BEGIN GIVEN DATA

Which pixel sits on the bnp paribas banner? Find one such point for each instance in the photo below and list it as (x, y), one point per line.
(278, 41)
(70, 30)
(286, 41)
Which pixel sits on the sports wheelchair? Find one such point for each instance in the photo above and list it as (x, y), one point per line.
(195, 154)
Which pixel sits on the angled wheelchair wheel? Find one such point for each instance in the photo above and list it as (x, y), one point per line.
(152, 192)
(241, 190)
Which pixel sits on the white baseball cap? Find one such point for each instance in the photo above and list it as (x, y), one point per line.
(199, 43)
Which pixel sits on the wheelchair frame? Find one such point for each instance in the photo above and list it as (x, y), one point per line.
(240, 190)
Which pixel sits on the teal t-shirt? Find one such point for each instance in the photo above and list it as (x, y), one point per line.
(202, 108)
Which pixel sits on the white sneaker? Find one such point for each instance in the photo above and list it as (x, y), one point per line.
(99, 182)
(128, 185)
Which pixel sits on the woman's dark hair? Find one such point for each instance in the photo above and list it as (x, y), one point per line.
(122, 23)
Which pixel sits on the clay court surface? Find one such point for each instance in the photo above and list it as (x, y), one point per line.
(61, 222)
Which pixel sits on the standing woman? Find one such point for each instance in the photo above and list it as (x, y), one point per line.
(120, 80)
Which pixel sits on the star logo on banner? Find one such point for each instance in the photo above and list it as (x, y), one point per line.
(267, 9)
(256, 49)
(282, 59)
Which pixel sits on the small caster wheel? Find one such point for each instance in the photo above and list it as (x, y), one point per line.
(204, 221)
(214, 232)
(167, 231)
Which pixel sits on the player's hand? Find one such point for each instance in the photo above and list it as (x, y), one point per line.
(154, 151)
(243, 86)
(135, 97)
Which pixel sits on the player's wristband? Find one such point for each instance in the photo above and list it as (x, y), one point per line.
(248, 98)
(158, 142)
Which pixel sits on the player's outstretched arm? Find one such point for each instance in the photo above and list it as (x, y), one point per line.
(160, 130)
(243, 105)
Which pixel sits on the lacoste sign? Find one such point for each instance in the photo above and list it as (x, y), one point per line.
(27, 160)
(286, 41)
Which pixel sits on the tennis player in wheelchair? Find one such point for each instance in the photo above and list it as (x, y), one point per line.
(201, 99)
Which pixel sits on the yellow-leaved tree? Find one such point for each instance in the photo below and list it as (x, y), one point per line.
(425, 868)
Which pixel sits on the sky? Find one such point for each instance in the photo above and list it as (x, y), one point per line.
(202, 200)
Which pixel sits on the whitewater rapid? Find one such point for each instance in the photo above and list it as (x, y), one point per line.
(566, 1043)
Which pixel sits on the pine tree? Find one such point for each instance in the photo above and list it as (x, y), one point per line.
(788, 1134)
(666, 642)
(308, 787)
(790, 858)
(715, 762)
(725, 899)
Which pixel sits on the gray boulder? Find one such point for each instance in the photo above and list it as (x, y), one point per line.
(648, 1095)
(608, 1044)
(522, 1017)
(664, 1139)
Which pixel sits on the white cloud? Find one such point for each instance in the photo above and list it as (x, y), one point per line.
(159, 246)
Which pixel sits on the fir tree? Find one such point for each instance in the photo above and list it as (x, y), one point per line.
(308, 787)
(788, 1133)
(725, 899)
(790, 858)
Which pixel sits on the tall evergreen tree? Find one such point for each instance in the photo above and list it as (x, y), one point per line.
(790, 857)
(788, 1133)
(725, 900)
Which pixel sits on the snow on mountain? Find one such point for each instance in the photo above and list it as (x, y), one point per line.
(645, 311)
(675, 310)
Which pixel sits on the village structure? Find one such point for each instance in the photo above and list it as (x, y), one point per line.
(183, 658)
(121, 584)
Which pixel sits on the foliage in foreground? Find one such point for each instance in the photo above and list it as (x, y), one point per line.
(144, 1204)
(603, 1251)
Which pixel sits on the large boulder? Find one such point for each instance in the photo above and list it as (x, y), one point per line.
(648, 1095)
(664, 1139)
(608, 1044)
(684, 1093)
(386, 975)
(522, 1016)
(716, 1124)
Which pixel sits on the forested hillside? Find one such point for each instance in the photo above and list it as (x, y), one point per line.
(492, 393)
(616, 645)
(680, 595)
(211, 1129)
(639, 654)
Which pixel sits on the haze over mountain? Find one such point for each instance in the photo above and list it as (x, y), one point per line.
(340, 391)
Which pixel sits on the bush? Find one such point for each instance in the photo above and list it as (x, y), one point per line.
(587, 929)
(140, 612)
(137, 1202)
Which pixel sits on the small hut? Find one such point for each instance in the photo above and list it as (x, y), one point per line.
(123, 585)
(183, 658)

END GIVEN DATA

• WORK ORDER
Return the complete material exactly as it appears.

• FINISHED EXERCISE
Which pixel sits on the bnp paribas banner? Find one such point for each instance in the photo below and list it as (x, y), one point per line.
(278, 41)
(70, 30)
(286, 41)
Which pixel sits on the sports wheelchair? Find one such point for each instance in the photo above and list it as (x, y), one point per line.
(195, 154)
Which pixel sits on the angled wheelchair wheel? Find one such point for each instance in the photo above and list it as (x, y), one point per line.
(152, 192)
(241, 190)
Which pixel sits on the white baseball cap? Find one such point for each instance in the photo above and list it as (x, y), one point per line.
(199, 43)
Which pixel sits on the wheelchair frame? Find one such point for each instance in the photo above and list it as (x, y), one point per line.
(240, 190)
Which pixel sits on the teal t-shirt? Find one such point for each instance in the photo above and list it as (x, y), one point per line.
(202, 108)
Which pixel sits on the white sneaker? Find one such point for each instance in the photo above and list it as (x, y), one point per line.
(99, 182)
(128, 185)
Which pixel sits on the woman's dark hair? Find one such point for each instance in the photo above and list it as (x, y), one point per line.
(122, 23)
Which pixel sits on the clay court surface? Find one such point for each instance in the photo above and list it as (x, y), one point per line.
(61, 222)
Which pixel sits on the standing woman? Find one such point for each instance in the photo above and list it as (x, y), one point per line.
(120, 80)
Which pixel sits on the star logo on banner? Find one such point for each instance in the photo above and list it as (x, y), one point per line.
(267, 9)
(256, 49)
(282, 59)
Which pixel sits on the small caster wheel? Find one such point for each instance in the photo above and list it as (x, y), one point per line.
(204, 221)
(214, 232)
(167, 231)
Which pixel sits on the player's hand? Find one such point for each instance in the photo above and list it as (x, y), one point per line.
(154, 151)
(243, 86)
(135, 97)
Which pixel sits on the player's wristband? Find one such point for each instance in the photo above and list it as (x, y), one point per line.
(248, 98)
(158, 142)
Which pixel sits on the player's outstretched arm? Find one such point for each instance in the photo above and list it as (x, y), one point per line.
(160, 130)
(243, 105)
Which pixel sits on the lacoste sign? Find one such point for each instance in the photo above and list it as (x, y), one point per line.
(27, 160)
(286, 41)
Which pixel sits on the tennis player in wheelchair? Find one such point for each instance in the photo above and list it as (x, y), one point per line.
(201, 99)
Which pixel sits on the yellow-leaved tree? Find one such point for each instance in the photo below and list it as (x, y), one point per line.
(425, 868)
Which pixel sits on the sky? Find one such point for each instance in the photo above and list it as (x, y), one point per line.
(202, 200)
Which pixel sits on the whitewater rapid? Find one such point for each instance in the photo above and list it as (x, y), one point per line.
(566, 1043)
Which pixel sits on the pine tree? Find one such point for each instance in the photo above and list it as (x, y), one point per line.
(788, 1134)
(666, 642)
(308, 787)
(790, 858)
(715, 762)
(725, 899)
Which pixel sits on the gray boulder? Find one such point for each instance in the photo above and list it as (x, y), one point per line.
(648, 1095)
(608, 1044)
(522, 1017)
(664, 1139)
Which pixel sits on the white cloud? Find one such point for each instance in the photo above and list it as (x, y), one point per line.
(159, 246)
Which pixel sits on the fir tree? Find one such point for each instance in the photo above and list it as (x, y), one point per line.
(308, 787)
(788, 1133)
(725, 899)
(790, 858)
Which pixel sits on the tall evergreen tree? Find one such point for each instance in the photo above and list it as (x, y), one point per line.
(790, 857)
(788, 1133)
(725, 900)
Which pixel sits on the snow on mountain? Find one such point for each instance in the photo above and list it as (x, y), one point per line.
(645, 311)
(675, 310)
Which pixel sits on the village structure? Find one such point for each instance in the photo above and list it as (x, y), one point per line.
(183, 658)
(121, 584)
Which pixel sits on the foliage in foreground? Find one such point for each instance in the photo above and list it as (x, y), one point per line.
(144, 1204)
(603, 1251)
Which pixel sits on the large boulder? Find one such point for each instance in the photo above and list it as (x, y), one point per line.
(648, 1095)
(664, 1139)
(608, 1044)
(684, 1093)
(386, 975)
(522, 1016)
(716, 1124)
Which pixel sits on the forested hillside? Find one such point for each instance in the photo above and list it as (x, y), one point per line.
(492, 393)
(616, 645)
(680, 595)
(211, 1129)
(639, 654)
Which pixel sits on the haze over mountain? Find one such point for each instance in the photo above and list it as (x, y), one point per line.
(340, 391)
Which pixel sits on the bush? Find one such point for each instance in the photo above and list it as (x, y), one point per line.
(587, 929)
(140, 612)
(137, 1202)
Which pixel sits on the small hut? Find one such point for each instance in the photo above and list it as (x, y), one point per line.
(123, 585)
(183, 658)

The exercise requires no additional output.